> [Material]
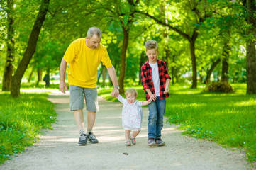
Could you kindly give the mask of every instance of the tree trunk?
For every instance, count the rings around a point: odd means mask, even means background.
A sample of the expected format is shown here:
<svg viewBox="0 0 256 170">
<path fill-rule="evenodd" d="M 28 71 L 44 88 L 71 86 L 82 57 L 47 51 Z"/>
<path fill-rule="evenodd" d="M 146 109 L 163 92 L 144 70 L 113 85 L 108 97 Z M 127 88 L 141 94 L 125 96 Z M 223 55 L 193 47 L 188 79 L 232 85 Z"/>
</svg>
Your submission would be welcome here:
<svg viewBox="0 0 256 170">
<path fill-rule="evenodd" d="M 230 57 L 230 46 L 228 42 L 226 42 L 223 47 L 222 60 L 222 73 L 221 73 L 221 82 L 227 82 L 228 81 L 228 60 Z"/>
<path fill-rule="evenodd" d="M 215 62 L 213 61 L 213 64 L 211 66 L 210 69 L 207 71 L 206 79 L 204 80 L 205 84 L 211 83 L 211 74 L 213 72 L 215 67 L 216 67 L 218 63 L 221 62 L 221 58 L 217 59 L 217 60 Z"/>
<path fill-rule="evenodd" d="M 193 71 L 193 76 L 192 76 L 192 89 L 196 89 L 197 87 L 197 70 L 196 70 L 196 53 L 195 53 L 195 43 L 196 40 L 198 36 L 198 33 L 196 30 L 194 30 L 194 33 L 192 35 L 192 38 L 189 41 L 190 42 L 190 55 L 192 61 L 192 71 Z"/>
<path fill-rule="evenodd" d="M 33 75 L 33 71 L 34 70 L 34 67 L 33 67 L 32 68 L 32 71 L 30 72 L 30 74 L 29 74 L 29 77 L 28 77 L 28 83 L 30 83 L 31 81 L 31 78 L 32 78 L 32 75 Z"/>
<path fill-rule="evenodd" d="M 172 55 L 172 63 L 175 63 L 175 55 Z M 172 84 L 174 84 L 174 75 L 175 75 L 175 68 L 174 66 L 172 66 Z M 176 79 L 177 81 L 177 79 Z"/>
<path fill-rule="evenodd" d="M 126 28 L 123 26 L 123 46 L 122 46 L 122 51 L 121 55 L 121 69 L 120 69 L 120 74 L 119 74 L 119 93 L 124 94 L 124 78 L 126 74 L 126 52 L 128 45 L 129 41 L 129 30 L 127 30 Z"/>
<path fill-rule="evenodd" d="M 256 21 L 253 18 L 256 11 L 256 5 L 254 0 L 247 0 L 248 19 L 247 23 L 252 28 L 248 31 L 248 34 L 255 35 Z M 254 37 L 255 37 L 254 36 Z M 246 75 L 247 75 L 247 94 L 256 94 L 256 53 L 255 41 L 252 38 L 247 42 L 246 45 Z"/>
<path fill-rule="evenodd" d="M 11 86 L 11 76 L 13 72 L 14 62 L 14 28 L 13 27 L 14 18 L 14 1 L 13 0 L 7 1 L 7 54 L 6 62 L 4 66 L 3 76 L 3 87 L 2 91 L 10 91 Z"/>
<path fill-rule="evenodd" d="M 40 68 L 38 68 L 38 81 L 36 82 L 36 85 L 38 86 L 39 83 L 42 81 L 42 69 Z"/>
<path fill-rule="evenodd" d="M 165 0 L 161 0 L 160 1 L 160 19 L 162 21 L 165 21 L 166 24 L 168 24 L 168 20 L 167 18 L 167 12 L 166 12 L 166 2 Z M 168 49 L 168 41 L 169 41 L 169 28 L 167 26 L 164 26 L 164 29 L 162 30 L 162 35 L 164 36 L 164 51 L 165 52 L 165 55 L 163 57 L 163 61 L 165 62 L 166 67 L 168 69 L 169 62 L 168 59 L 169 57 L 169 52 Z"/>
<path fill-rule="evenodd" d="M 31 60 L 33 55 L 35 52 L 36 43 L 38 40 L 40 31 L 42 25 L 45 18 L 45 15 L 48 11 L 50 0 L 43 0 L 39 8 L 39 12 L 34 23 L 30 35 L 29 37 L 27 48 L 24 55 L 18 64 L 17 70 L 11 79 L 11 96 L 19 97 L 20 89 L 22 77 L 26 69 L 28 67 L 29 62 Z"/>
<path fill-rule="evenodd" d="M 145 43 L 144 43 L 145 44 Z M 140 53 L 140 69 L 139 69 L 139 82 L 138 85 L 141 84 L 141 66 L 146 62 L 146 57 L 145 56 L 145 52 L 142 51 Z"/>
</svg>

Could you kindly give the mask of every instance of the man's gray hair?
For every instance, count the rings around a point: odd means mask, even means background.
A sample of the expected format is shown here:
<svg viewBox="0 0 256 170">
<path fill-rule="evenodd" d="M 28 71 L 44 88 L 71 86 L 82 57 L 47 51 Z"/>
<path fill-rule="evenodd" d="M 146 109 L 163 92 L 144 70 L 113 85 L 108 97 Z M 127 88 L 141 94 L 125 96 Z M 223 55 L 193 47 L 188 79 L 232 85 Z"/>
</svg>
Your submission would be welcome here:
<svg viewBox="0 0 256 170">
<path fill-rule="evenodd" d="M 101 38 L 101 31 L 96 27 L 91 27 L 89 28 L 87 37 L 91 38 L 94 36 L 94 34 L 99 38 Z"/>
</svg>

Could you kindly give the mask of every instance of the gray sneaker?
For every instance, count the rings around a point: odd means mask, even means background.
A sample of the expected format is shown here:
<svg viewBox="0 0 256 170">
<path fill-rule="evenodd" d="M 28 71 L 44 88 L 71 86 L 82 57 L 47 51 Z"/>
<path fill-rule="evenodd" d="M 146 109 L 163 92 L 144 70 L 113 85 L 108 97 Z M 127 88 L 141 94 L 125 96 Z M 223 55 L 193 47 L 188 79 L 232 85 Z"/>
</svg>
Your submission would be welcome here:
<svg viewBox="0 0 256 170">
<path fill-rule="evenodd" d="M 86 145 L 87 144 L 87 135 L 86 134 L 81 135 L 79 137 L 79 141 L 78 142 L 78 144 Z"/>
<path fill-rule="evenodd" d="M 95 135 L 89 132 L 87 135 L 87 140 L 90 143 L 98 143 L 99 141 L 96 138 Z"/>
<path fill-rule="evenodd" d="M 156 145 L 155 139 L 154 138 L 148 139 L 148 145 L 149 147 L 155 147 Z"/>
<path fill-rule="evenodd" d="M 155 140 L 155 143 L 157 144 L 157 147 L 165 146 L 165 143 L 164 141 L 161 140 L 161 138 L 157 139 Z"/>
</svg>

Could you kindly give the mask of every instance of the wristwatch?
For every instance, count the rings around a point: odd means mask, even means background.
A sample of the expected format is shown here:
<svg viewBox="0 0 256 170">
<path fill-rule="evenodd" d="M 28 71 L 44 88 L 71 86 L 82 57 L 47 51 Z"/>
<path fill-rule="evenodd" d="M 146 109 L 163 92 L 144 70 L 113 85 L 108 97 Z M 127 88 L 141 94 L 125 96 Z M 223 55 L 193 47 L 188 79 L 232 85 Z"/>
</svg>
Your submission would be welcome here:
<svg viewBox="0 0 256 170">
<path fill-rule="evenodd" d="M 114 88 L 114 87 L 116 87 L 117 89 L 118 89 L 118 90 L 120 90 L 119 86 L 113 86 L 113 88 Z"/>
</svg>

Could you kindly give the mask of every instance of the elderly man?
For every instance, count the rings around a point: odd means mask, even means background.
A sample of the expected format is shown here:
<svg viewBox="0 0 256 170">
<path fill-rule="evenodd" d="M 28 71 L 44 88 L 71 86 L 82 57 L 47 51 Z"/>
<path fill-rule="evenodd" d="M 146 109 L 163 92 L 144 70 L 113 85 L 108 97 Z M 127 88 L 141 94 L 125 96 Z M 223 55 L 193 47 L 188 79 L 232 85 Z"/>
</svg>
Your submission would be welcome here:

> [Do this] Quote word for word the lines from the one containing "the elderly man?" through the end of the data, both ends included.

> [Answer in full]
Could you kindly give the mask of every instance of the elderly man?
For every instance, count the rings around a point: odd means mask, even means background.
A sample of the expected format is shown here:
<svg viewBox="0 0 256 170">
<path fill-rule="evenodd" d="M 28 71 L 44 88 L 71 86 L 82 57 L 47 51 Z"/>
<path fill-rule="evenodd" d="M 146 109 L 163 92 L 144 70 L 113 85 L 108 97 Z M 127 88 L 141 94 L 125 96 Z M 223 55 L 193 47 L 188 79 L 232 85 Z"/>
</svg>
Your submission would be welcome here:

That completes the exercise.